#### Material
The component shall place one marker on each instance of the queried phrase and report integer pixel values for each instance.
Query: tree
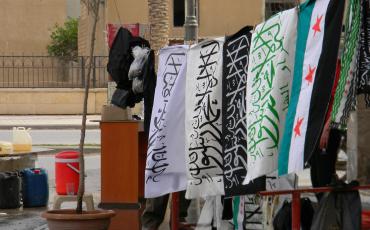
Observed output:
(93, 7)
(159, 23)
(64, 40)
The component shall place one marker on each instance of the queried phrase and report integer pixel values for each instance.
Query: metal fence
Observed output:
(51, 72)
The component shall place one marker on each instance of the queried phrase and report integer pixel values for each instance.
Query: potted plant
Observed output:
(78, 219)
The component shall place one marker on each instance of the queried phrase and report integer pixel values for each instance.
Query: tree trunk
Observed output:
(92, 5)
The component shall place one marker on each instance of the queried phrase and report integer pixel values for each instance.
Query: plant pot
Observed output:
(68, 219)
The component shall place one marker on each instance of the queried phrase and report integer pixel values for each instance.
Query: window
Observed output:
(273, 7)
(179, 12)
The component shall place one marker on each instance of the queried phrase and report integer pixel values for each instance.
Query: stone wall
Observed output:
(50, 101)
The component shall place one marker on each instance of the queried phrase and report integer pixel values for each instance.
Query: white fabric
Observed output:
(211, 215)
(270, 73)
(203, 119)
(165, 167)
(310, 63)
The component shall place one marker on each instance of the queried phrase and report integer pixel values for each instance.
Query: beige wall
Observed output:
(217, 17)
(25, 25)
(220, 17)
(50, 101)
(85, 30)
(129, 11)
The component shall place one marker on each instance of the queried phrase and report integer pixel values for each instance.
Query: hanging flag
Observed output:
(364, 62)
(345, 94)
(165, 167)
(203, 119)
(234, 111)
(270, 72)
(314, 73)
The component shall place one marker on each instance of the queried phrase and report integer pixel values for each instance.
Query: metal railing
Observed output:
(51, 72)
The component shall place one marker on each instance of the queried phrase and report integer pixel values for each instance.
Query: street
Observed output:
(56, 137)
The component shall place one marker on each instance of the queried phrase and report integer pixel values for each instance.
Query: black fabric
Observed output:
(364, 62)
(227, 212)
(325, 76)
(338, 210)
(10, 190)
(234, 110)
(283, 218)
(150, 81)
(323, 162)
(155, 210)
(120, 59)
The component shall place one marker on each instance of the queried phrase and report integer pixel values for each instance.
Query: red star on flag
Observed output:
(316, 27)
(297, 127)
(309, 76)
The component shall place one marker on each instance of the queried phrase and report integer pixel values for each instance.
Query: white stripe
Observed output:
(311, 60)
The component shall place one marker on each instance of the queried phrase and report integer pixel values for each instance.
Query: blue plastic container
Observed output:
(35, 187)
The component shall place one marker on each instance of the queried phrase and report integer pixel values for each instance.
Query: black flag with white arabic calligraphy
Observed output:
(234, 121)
...
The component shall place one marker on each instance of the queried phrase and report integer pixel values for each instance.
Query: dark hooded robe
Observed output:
...
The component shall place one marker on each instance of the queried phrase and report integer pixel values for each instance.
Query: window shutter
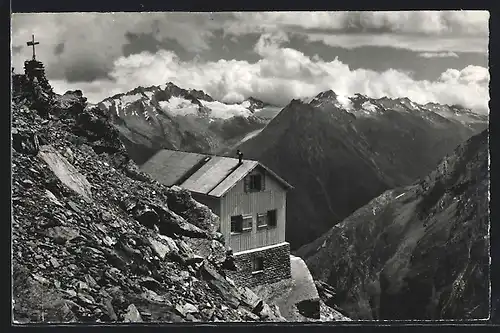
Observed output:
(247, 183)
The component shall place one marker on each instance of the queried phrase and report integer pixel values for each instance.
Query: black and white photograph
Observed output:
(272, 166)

#### Work required
Show every line in the items above that contains the word "white". Case counts.

#### Exercise solution
Query: white fabric
Query: white stripe
Query: black flag with white arabic calligraphy
Query: black and white photograph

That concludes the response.